◆ **OBIETTIVO 1**:
Trascrivi fedelmente il passo delle recensioni di dischi da "1. Hieroglyphic Being" a "per l'occasione. Cromosferico.".

◆ **TESTO DI LETTURA**:
1. Hieroglyphic Being And The Configurative Or Modular Me Trio – The Seer Of Cosmic Visions
La prima scelta è ideologica. Siccome tutti voi somari non lo avete neanche inserito si prende il primo posto. Prima scrivete Jamal Moss su google immagini, inquadrate il tipo e poi cominciamo a parlare, grazie. Questo disco è l'unico wormhole di cui ha senso parlare nel 2014. Un viaggio intergalattico tra ipno-rotazioni techno, sciami meteorici e supernove. Imbroglio perchè è un raccolta, ma i pezzi hanno tutti avuto una nuova veste per l'occasione. Cromosferico.
2. Heroin in Tahiti – Canicola
Resistenza della presenza, mondo-magico, calura, spiriti e tarantolati. Il duo romano attinge all'apparato simbolico di Ernesto de Martino, che è forse la mente più avvincente con cui mi sono scontrato quest'anno. Aggiungeteci che V. Mattioli è una delle mie penne preferite in Italia e che in copertina spicca la Cattedrale di Taranto di Giò Ponti e capirete la mia sintonia verso questa ottima mezz'ora di psichedelia. È il made in Italy che mi interessa. Corale.

◆ **Voci di dati salvate**:

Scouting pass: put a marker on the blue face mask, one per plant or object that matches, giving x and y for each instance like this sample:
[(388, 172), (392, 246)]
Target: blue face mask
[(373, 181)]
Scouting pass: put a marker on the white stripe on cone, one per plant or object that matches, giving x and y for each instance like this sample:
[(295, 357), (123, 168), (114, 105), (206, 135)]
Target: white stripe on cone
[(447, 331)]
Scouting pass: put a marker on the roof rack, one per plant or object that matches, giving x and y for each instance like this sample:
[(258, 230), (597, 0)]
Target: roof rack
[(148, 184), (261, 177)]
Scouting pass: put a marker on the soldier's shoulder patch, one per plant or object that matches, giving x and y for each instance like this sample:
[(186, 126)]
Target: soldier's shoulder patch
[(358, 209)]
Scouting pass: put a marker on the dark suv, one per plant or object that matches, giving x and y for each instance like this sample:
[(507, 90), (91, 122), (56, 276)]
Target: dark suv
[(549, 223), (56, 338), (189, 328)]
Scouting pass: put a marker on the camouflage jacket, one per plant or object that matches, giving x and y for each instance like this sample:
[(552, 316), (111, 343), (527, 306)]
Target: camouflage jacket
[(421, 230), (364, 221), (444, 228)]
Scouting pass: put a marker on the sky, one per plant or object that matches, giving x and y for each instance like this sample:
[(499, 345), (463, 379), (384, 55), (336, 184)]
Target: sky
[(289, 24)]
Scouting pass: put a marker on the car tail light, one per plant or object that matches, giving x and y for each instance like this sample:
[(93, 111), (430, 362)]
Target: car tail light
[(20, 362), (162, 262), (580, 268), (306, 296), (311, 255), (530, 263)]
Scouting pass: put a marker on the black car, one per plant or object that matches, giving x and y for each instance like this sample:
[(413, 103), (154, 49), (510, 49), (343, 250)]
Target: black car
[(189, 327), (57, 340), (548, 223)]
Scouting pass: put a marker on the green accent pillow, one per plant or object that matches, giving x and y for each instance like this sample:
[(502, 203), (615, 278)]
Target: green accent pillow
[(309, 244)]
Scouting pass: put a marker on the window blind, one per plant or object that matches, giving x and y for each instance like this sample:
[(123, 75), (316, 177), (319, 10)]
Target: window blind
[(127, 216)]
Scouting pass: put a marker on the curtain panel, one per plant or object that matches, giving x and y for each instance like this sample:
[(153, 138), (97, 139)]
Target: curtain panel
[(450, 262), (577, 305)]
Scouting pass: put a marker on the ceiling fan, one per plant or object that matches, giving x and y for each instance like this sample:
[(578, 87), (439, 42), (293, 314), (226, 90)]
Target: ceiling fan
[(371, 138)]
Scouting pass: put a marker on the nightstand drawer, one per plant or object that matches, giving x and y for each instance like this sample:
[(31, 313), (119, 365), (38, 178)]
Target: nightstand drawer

◆ **OBIETTIVO 2**:
Dalle righe di dati qui sopra, estrai invariate le linee che vanno da quella con "Scouting pass: put a marker on the green" a quella con "[(127, 216)]", estremi inclusi.

◆ **RISPOSTA FINALE 1**:
1. Hieroglyphic Being And The Configurative Or Modular Me Trio – The Seer Of Cosmic Visions
La prima scelta è ideologica. Siccome tutti voi somari non lo avete neanche inserito si prende il primo posto. Prima scrivete Jamal Moss su google immagini, inquadrate il tipo e poi cominciamo a parlare, grazie. Questo disco è l'unico wormhole di cui ha senso parlare nel 2014. Un viaggio intergalattico tra ipno-rotazioni techno, sciami meteorici e supernove. Imbroglio perchè è un raccolta, ma i pezzi hanno tutti avuto una nuova veste per l'occasione. Cromosferico.

◆ **RISPOSTA FINALE 2**:
Scouting pass: put a marker on the green accent pillow, one per plant or object that matches, giving x and y for each instance like this sample:
[(502, 203), (615, 278)]
Target: green accent pillow
[(309, 244)]
Scouting pass: put a marker on the window blind, one per plant or object that matches, giving x and y for each instance like this sample:
[(123, 75), (316, 177), (319, 10)]
Target: window blind
[(127, 216)]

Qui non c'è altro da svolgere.